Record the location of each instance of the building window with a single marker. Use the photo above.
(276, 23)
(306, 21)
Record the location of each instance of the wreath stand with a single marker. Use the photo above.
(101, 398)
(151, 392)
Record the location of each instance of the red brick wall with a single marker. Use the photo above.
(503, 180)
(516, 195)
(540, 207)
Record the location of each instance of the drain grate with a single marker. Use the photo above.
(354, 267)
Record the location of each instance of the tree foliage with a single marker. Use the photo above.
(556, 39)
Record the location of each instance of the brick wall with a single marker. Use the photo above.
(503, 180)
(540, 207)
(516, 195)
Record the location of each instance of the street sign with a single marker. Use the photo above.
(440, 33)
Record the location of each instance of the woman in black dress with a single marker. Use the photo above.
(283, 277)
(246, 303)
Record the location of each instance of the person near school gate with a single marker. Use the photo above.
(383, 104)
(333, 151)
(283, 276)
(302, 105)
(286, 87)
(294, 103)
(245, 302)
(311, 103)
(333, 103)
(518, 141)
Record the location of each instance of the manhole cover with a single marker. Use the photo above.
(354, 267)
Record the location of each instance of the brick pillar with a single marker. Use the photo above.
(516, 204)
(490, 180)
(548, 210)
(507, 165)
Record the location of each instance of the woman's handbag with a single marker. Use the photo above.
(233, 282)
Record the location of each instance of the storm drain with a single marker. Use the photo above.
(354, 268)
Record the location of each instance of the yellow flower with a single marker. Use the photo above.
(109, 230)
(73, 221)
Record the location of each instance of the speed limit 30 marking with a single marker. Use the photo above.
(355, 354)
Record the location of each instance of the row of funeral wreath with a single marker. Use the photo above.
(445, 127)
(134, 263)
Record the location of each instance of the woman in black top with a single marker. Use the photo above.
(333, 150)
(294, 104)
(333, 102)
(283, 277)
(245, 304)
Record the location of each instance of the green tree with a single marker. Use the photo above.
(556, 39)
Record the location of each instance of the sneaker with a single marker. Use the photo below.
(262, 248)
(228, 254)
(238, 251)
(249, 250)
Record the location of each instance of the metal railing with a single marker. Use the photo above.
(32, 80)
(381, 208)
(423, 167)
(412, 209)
━━━━━━━━━━
**Work request**. Reprint the complete listing exactly.

**Result for this task**.
Record the location of each instance of the building window with a single marker. Use the photo above.
(276, 23)
(306, 21)
Record the location of each instance of the wreath stand with a single marker. Use the photo above.
(101, 398)
(151, 392)
Record the location of each instance of the red brick wall with a single marker. Use the photo above.
(503, 180)
(516, 195)
(540, 207)
Record the location of each instance of the drain grate with a single marker. Use the photo above.
(354, 267)
Record the location of each instance of the tree foliage with a single marker. Use the photo above.
(556, 39)
Record the location of each instance of the brick wall with a single marker. Use the photo above.
(503, 180)
(540, 207)
(516, 195)
Record the location of each instance of the street sign with a single marker. Use the photo above.
(440, 33)
Record the location of each instance of the woman in black dress with a single marker. Use the photo above.
(283, 277)
(246, 303)
Record the location of each instance of the person near school gate with a single marker. Use the photo above.
(383, 104)
(333, 151)
(283, 276)
(302, 105)
(286, 87)
(294, 103)
(245, 302)
(311, 103)
(333, 103)
(518, 141)
Record the location of each instance of the manhole cover with a single marker. Use the photo above.
(354, 267)
Record the location of each instance of the brick pillar with a single marker. Use the photo above.
(516, 204)
(490, 180)
(548, 210)
(507, 165)
Record the location of each instance of the woman's handbag with a single marker. Use the photo above.
(233, 282)
Record the location of each instance of the storm drain with a single marker. Use the photo above.
(354, 268)
Record the location of each instance of the yellow flower with a single marker. Use the photo above.
(109, 230)
(73, 221)
Record the location of each instance of the speed limit 30 marking with a single marker. Use the photo above.
(355, 354)
Record the location of each instance of the row of funeral wreath with a single marker. Use the photo above.
(445, 127)
(134, 263)
Record the location of each instance of the woman in black top with a single marker. Use the photo above.
(333, 150)
(294, 104)
(333, 102)
(283, 277)
(245, 304)
Record the location of each instance of the green tree with a single marker. Use the photo above.
(556, 39)
Record the location of each instance of the sneaker with a single marker. Use the photo below.
(262, 248)
(228, 254)
(238, 251)
(249, 250)
Record the location of each instance of the metal railing with a single marker. Use the photo above.
(32, 80)
(381, 208)
(423, 167)
(412, 209)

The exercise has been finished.